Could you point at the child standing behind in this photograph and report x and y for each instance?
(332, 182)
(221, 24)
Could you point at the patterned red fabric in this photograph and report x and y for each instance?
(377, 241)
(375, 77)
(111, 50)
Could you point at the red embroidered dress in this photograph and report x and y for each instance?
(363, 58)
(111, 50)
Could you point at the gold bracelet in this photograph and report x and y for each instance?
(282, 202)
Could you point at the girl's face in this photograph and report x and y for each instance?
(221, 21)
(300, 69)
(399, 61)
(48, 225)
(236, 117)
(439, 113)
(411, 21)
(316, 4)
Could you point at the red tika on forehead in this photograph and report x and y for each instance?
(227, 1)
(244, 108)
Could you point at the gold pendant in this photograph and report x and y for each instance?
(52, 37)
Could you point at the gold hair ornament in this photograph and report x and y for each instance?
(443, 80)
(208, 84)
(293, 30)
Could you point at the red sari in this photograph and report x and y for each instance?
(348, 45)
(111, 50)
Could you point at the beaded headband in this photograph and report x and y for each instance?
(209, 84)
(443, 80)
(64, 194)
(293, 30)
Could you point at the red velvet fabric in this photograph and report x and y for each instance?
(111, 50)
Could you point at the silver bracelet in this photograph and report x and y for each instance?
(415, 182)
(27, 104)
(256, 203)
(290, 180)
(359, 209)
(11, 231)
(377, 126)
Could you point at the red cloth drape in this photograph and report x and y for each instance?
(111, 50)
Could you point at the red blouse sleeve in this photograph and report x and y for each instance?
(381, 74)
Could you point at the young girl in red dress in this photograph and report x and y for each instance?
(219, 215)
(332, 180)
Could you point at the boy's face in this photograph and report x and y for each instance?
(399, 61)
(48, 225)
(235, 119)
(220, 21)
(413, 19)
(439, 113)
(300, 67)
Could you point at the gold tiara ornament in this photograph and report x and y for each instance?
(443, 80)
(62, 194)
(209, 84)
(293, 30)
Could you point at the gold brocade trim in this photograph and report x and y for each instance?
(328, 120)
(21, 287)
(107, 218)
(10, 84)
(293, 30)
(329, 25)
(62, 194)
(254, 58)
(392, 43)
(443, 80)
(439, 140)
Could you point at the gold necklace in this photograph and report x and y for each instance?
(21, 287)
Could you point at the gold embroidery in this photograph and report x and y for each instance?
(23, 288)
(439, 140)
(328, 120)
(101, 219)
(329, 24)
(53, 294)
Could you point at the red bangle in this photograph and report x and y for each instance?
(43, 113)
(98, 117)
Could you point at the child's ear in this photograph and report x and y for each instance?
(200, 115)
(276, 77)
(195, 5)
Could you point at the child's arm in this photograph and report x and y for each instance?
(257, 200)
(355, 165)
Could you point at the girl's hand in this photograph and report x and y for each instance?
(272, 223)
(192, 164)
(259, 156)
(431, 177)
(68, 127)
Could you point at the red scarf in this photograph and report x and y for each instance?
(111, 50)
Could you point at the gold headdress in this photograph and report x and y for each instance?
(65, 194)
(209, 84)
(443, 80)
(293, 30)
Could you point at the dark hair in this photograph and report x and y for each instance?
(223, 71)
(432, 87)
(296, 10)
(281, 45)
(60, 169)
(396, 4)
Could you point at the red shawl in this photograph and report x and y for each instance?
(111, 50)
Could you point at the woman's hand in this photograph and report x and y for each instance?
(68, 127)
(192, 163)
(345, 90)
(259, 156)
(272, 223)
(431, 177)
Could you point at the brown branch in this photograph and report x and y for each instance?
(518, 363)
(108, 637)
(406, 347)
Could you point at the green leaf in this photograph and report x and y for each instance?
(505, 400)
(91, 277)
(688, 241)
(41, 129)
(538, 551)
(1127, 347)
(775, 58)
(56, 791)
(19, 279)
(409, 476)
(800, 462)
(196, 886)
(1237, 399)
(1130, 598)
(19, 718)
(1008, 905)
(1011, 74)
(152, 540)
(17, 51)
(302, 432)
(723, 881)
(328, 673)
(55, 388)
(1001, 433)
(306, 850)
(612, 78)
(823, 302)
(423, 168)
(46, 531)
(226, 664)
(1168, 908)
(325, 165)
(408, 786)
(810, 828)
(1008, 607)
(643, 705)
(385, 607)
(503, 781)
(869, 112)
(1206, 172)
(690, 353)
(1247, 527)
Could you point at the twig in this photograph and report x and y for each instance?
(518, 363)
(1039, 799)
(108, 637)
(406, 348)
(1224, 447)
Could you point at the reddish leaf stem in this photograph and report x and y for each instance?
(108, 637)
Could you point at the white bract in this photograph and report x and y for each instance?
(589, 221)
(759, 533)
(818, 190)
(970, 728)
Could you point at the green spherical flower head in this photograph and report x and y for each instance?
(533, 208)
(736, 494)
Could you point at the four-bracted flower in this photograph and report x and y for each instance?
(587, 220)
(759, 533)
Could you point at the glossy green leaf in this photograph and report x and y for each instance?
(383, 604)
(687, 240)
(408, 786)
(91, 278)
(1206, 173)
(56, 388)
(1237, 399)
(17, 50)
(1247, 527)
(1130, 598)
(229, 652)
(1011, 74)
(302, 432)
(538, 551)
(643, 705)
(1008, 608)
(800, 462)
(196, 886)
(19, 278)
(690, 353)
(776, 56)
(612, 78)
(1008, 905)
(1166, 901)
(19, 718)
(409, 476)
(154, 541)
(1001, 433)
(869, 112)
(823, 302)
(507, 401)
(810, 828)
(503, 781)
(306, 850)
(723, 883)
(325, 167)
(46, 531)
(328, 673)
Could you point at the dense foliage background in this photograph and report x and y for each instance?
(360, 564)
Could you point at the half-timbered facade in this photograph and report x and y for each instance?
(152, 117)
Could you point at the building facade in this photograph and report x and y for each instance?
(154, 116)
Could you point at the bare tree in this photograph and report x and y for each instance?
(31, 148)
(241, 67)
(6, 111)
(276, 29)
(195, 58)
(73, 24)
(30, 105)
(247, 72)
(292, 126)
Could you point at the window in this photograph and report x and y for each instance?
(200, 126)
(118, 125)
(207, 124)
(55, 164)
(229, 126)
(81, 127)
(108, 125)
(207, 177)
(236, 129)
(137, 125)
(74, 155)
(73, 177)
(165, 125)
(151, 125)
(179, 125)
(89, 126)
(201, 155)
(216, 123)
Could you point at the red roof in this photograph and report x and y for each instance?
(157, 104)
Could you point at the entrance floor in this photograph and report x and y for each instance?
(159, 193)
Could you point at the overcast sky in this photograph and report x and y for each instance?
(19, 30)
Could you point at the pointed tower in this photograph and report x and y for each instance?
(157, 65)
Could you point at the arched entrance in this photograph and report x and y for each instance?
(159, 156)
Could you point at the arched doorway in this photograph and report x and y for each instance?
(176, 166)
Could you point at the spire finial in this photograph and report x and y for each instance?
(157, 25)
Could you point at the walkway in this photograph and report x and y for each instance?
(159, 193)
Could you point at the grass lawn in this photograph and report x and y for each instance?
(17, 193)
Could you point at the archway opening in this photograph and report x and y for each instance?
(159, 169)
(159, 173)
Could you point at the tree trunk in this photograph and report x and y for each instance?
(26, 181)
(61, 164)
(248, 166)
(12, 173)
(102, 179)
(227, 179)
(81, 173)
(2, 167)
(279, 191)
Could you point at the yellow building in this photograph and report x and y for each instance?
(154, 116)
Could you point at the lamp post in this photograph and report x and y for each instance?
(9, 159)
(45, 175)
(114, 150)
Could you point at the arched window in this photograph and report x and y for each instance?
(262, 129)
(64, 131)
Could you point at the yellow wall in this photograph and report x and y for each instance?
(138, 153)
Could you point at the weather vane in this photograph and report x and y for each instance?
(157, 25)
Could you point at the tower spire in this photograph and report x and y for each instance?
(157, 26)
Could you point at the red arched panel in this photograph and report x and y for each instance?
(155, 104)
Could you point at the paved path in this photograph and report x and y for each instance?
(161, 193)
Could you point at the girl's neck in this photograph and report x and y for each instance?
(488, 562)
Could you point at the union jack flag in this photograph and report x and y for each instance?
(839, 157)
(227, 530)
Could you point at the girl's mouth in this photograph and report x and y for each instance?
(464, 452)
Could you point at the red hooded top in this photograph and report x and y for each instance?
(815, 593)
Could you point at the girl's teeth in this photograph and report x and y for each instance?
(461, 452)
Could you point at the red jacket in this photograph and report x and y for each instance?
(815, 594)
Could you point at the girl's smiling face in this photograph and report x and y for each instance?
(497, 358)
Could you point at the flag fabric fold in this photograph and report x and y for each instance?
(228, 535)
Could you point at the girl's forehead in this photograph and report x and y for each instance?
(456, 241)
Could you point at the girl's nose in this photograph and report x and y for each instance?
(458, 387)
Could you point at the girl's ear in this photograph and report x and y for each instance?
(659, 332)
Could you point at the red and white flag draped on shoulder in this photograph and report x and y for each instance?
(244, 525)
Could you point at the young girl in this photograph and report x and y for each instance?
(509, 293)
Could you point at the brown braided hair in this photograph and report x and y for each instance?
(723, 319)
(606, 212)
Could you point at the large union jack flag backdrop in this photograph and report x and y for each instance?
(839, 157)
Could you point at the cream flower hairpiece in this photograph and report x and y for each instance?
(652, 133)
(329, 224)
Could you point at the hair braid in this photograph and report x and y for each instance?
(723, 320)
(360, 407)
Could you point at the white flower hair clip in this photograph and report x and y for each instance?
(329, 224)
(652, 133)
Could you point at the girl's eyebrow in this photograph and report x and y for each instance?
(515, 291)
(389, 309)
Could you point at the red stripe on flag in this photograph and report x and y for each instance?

··········

■ Work instructions:
Your answer is to contain exactly the lines from the one holding "Could you point at the girl's ear" to the end of the entries, with no other line.

■ Result of the exercise:
Could you point at the girl's ear in this photograph and report x and y for each instance?
(659, 332)
Could you point at the red and white flag draped on shoulder in this photograph and report x and y for each instance?
(244, 525)
Could you point at the young girl in this photograph and report x and y for each instance?
(509, 293)
Could you point at the brown braided hair in this photograph and report x and y for each instance?
(723, 319)
(606, 212)
Could you point at the large union jack flag backdrop in this photograph and report x and y for each instance?
(839, 157)
Could you point at the cream flower hairpiece in this photograph and report x and y for each instance?
(652, 133)
(329, 224)
Could you point at the hair braid in this photograph and report x and y for each instance?
(723, 320)
(360, 407)
Could you point at the white flower hair clip in this photograph and report x and y for each instance?
(329, 224)
(652, 133)
Could you point at the girl's eyebrow in this photograph and report x and y for each instance?
(515, 291)
(389, 309)
Could you point at the red stripe on flag in this photograph and report x and y for each instance?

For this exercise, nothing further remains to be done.